[Pointing dataset records]
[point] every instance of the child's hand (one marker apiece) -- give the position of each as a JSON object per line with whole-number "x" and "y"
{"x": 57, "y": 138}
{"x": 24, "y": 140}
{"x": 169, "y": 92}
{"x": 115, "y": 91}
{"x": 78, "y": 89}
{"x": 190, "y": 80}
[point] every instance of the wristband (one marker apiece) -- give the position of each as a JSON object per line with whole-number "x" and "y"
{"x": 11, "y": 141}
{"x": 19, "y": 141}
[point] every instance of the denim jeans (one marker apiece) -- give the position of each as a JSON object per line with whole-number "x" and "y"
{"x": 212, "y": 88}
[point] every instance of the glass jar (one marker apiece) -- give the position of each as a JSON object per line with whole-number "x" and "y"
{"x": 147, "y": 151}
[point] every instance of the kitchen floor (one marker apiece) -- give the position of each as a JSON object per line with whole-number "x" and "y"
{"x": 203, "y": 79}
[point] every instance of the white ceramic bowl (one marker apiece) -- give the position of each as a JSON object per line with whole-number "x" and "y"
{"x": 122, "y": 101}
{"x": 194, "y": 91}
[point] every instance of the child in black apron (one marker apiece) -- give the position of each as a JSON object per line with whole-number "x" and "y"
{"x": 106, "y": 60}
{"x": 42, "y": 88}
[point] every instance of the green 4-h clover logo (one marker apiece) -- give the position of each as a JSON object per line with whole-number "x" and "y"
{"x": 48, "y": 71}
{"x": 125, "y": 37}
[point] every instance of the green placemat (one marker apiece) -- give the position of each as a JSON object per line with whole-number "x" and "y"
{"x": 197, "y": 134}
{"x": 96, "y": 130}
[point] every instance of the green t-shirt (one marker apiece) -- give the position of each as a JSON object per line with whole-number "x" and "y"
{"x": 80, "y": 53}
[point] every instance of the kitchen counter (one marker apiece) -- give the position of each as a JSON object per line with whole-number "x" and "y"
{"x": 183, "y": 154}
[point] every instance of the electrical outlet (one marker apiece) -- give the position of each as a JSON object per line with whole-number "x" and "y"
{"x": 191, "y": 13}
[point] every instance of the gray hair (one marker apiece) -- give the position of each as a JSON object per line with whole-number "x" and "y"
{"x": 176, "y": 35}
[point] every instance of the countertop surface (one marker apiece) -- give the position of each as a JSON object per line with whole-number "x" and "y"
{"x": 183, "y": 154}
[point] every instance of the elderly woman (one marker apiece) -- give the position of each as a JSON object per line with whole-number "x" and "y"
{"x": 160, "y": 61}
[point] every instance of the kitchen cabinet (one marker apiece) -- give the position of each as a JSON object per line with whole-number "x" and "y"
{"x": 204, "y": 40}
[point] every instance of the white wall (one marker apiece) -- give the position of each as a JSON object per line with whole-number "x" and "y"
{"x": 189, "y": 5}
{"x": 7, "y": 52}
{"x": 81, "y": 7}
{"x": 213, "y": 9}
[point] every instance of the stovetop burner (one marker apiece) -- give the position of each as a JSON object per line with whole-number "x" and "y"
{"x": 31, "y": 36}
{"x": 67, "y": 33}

## WRITTEN PROBLEM
From the "[point] every instance of the elderly" line to the close of the listing, restate each line word for word.

## SOLUTION TO THIS EXERCISE
[point] every instance of the elderly woman (one marker apiece) -- give the position of each as a JSON object per line with whole-number "x" and "y"
{"x": 160, "y": 61}
[point] every instance of the kitchen cabinet (one marker apiece) -- give the position of each as a JSON object per line with whole-number "x" and "y"
{"x": 204, "y": 40}
[point] every instance of the white wall (one marker apiece) -- give the position of each as a JSON object per line with whole-number "x" and "y"
{"x": 189, "y": 5}
{"x": 7, "y": 52}
{"x": 81, "y": 7}
{"x": 213, "y": 9}
[point] every instance of the stovetop burner (one marker apiece) -- give the position of each as a JSON object per line with whole-number "x" and "y"
{"x": 31, "y": 36}
{"x": 67, "y": 33}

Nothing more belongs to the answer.